## [What needs to be done]
Gather every line of the data below that contains the string "airplane", and copy each one in full.

## BEGIN Exercise materials

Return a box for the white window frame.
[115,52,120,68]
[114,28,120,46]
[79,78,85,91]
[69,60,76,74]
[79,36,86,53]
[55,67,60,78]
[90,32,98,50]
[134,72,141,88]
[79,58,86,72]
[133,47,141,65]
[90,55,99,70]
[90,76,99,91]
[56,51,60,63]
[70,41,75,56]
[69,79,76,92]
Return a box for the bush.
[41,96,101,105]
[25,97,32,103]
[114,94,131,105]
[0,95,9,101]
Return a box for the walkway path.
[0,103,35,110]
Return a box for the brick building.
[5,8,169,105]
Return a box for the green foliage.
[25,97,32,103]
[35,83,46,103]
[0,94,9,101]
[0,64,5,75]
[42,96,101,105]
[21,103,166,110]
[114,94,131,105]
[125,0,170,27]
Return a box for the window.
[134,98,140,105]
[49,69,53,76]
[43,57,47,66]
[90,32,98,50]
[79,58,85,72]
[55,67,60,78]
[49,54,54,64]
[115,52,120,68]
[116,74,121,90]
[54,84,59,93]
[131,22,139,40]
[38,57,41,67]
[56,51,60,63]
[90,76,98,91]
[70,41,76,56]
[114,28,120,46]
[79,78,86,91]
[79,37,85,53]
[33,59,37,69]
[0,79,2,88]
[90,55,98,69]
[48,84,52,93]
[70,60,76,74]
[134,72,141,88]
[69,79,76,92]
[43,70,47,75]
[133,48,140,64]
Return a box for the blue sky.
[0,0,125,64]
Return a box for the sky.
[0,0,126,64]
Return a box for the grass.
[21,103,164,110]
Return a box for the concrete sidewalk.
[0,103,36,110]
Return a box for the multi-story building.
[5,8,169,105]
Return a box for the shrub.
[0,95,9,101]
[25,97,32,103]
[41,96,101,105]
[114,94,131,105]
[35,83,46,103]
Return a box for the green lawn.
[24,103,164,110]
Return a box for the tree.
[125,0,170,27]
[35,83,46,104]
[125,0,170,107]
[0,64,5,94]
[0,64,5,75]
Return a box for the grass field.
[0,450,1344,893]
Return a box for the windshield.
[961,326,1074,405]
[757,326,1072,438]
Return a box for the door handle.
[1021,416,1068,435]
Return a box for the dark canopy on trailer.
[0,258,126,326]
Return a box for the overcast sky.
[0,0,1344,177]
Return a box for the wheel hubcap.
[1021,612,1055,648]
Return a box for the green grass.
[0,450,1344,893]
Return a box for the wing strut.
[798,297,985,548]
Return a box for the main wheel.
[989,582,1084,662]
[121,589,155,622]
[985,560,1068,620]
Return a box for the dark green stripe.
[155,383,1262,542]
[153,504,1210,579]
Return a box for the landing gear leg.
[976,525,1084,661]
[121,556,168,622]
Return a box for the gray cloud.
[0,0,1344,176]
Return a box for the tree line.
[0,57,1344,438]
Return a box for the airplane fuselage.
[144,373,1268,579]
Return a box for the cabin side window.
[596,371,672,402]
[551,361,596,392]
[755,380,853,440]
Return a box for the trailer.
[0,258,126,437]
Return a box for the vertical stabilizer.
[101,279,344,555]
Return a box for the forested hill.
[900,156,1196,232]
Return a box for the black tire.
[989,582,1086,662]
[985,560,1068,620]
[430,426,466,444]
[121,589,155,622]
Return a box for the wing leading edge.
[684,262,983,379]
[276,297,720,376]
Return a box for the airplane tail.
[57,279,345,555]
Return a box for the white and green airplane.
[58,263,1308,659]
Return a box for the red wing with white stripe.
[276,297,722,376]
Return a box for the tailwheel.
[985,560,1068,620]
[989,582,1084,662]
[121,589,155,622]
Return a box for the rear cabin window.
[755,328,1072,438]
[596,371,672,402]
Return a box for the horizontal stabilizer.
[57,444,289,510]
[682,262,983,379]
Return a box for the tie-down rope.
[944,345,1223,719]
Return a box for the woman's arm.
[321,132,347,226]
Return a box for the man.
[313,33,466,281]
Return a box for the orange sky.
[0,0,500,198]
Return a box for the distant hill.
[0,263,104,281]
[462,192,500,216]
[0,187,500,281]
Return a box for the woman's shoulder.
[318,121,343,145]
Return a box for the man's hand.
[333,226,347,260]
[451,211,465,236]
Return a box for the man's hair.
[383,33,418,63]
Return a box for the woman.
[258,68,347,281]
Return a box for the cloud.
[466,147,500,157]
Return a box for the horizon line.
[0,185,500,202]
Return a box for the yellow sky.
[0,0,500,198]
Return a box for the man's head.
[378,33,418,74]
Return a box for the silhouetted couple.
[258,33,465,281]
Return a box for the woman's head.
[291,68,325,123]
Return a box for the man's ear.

## END Exercise materials

## [Output for this task]
Return a box for the airplane fuselage.
Return a box for the airplane tail.
Return a box for the white and green airplane.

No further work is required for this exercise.